Point localization data:
━━━━━━━━━━━━━━━━━━━━━━━━━━━━━━

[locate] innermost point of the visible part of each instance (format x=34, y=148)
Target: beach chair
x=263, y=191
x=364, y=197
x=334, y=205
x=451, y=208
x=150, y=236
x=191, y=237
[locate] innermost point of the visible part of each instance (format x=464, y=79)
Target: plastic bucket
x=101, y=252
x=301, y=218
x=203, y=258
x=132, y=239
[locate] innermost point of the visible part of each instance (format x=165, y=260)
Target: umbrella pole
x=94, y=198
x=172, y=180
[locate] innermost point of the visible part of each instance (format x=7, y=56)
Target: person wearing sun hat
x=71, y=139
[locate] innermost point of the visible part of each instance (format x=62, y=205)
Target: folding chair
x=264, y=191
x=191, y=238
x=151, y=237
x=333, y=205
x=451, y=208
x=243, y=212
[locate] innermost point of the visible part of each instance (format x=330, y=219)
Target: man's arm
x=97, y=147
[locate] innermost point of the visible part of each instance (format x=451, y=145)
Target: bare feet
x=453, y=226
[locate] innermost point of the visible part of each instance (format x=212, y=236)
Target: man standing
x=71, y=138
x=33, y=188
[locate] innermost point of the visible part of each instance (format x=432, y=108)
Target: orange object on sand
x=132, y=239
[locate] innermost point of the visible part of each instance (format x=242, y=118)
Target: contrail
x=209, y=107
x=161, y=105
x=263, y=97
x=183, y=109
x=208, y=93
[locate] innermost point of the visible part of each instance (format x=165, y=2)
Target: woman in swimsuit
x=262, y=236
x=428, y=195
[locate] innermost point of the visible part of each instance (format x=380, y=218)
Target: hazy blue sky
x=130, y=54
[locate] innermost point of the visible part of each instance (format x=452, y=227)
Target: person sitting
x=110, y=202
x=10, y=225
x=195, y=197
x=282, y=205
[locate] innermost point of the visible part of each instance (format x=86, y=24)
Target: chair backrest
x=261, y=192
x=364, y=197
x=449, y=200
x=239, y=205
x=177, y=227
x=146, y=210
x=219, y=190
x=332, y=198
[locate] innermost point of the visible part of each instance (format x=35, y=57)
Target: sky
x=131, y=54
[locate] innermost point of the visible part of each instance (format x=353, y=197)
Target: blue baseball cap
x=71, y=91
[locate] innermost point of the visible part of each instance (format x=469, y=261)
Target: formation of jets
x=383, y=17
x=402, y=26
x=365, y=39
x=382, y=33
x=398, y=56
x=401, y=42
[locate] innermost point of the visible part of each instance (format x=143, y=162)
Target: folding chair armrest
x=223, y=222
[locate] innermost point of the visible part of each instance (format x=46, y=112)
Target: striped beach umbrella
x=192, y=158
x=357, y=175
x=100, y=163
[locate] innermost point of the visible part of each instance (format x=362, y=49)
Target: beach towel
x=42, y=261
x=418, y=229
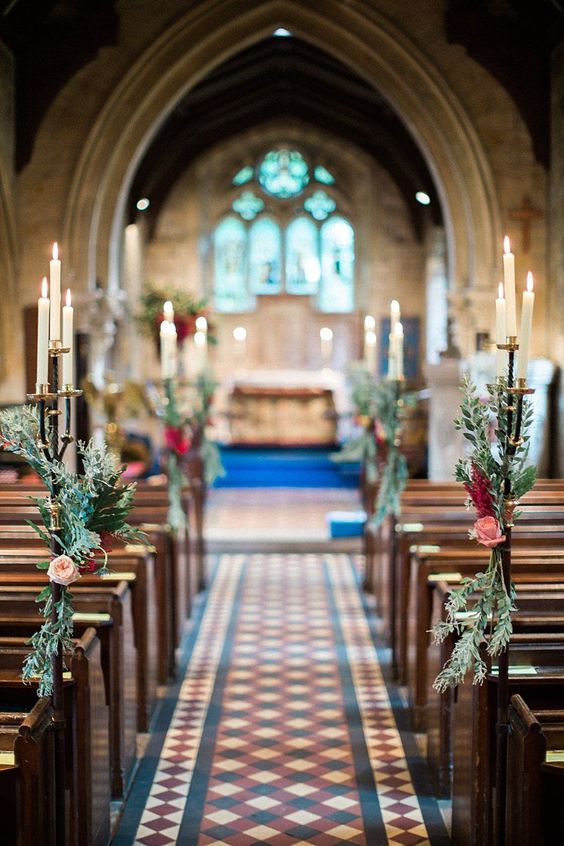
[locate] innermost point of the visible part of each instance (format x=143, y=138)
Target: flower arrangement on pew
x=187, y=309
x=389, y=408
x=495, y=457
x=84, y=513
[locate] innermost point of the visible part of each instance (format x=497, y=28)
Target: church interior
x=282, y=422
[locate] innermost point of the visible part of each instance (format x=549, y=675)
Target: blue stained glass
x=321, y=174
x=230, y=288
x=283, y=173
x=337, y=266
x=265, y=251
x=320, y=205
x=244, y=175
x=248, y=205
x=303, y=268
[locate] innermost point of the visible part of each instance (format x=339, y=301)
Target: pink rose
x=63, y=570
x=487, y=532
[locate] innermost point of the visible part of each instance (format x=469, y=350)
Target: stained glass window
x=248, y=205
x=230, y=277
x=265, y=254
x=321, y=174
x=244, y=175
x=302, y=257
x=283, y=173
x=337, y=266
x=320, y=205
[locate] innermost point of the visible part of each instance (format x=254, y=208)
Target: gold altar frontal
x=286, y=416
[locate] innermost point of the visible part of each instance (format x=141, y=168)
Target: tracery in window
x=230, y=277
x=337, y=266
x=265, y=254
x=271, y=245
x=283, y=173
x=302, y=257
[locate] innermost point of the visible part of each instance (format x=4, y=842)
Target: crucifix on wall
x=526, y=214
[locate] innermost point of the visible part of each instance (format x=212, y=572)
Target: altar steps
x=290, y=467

━━━━━━━━━━━━━━━━━━━━━━━━━━━━━━

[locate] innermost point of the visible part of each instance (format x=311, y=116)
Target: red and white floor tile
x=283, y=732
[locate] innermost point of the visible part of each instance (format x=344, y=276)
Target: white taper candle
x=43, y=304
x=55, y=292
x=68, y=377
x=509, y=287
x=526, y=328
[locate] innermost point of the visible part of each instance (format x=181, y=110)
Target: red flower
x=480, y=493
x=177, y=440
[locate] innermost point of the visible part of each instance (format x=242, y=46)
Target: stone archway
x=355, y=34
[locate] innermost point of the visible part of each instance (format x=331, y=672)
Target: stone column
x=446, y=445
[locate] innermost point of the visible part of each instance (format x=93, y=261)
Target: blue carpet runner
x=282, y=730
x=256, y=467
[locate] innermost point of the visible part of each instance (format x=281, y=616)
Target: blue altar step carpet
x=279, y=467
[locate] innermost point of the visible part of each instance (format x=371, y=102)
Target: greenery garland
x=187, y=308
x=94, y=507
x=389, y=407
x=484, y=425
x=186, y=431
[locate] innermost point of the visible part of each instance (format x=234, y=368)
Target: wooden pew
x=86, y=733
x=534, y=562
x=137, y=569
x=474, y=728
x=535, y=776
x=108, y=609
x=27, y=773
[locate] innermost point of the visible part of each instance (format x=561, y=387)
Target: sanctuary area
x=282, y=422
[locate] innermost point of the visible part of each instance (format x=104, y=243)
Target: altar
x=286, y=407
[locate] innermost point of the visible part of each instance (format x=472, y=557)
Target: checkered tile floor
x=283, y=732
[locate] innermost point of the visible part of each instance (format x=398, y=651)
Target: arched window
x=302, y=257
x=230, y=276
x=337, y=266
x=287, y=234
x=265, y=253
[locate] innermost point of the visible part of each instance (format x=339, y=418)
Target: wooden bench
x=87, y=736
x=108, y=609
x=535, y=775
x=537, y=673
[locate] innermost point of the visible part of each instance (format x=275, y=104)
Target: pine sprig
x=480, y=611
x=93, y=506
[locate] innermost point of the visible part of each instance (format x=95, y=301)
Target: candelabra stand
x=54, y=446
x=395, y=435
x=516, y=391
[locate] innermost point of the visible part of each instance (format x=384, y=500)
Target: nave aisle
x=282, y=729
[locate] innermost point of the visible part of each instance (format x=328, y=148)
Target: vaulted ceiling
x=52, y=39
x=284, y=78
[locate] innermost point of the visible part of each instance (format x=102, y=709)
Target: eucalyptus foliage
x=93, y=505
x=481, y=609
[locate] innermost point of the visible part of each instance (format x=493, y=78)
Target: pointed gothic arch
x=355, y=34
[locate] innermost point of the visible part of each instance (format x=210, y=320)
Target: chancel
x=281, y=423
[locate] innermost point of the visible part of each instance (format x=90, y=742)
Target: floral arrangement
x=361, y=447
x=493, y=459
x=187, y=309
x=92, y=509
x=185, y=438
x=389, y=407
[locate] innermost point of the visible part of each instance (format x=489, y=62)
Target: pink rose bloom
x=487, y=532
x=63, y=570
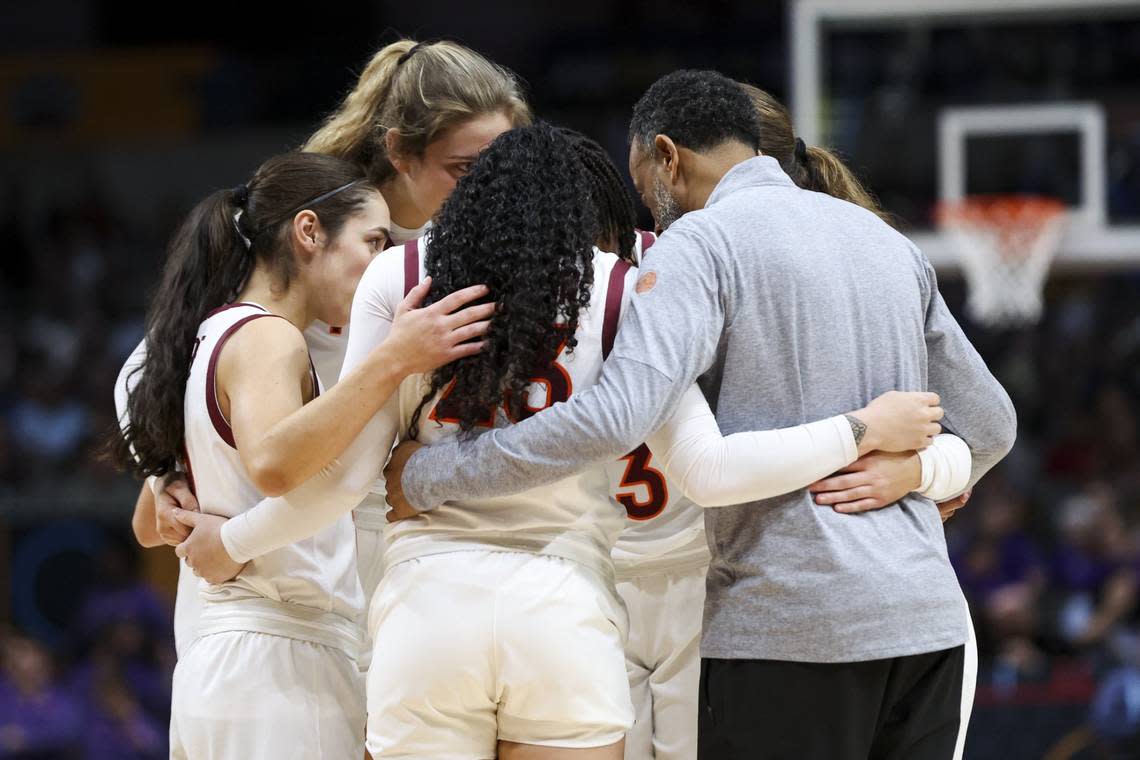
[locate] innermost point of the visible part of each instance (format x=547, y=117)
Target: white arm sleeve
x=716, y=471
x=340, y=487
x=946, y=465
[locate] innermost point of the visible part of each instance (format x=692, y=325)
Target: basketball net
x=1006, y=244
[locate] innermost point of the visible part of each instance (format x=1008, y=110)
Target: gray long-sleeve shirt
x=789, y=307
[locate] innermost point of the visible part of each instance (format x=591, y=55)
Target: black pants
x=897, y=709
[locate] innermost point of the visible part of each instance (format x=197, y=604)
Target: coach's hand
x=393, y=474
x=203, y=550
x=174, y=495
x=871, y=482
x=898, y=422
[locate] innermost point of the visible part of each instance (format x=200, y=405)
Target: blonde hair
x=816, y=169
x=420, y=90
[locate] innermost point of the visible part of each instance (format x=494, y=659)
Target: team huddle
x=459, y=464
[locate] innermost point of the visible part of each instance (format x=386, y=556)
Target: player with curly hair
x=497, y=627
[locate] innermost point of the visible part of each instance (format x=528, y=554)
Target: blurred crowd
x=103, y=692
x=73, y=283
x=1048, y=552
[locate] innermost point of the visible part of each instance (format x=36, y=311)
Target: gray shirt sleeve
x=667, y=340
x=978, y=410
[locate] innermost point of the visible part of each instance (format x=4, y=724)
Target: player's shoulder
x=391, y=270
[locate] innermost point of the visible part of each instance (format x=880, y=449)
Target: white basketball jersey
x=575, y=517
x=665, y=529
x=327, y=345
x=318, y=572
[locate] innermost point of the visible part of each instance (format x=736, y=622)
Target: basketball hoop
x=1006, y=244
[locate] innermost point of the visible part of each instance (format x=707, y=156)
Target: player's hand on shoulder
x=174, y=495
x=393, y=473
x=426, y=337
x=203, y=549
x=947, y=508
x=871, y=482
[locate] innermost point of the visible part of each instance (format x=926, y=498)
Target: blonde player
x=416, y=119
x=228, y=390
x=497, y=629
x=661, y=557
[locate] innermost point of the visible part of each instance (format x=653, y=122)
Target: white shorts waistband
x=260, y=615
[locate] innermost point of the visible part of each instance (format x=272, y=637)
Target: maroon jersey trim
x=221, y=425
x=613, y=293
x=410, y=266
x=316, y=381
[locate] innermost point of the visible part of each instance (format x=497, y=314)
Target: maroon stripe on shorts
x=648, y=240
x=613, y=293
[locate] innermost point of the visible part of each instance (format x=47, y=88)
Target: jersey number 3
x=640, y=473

━━━━━━━━━━━━━━━━━━━━━━━━━━━━━━

__Work item__. Going by the data above, the answer is exactly the lines from the one holding "Target: orange object on sand" to the one holding "(format x=549, y=675)", both kept, with the pictures left out.

__Result below__.
Target: orange object on sand
x=132, y=239
[locate] innermost point of the visible part of each instance (format x=242, y=118)
Target: contrail
x=209, y=107
x=161, y=105
x=263, y=97
x=183, y=109
x=208, y=93
[locate] innermost point of the visible part of each instance (format x=165, y=2)
Target: woman in swimsuit
x=262, y=236
x=428, y=195
[locate] innermost point of the visible part of each instance (format x=380, y=218)
Target: hazy blue sky
x=130, y=54
[locate] innermost point of the visible part of each instance (format x=452, y=227)
Target: person sitting
x=110, y=202
x=10, y=225
x=195, y=197
x=282, y=205
[locate] innermost point of the visible part of each instance (format x=86, y=24)
Target: chair backrest
x=261, y=192
x=364, y=197
x=449, y=200
x=239, y=205
x=177, y=227
x=146, y=210
x=219, y=190
x=332, y=198
[locate] innermost point of the visible part of each instance (format x=35, y=57)
Target: sky
x=131, y=54
[locate] innermost point of the visible part of each instance (format x=353, y=197)
Target: blue baseball cap
x=71, y=91
[locate] innermost point of the visible part of each instance (format x=469, y=261)
Target: formation of jets
x=383, y=17
x=402, y=26
x=365, y=39
x=382, y=33
x=398, y=56
x=401, y=42
[locate] innermost point of the visible part of each instance (format x=143, y=162)
Target: folding chair armrest
x=223, y=222
[locate] innermost point of the visible part of each instance (format x=46, y=112)
Target: striped beach umbrella
x=192, y=158
x=357, y=175
x=100, y=163
[locate] innermost point of the visible part of each instance (format x=362, y=49)
Target: beach towel
x=42, y=261
x=418, y=229
[locate] innermost point of the visible part of each instance (format x=143, y=138)
Target: flower arrangement on pew
x=187, y=309
x=389, y=408
x=495, y=457
x=84, y=513
[locate] innermost point of the visible part of each instance (format x=497, y=28)
Target: church interior
x=282, y=422
[locate] innermost point of the visible part of each instance (format x=549, y=675)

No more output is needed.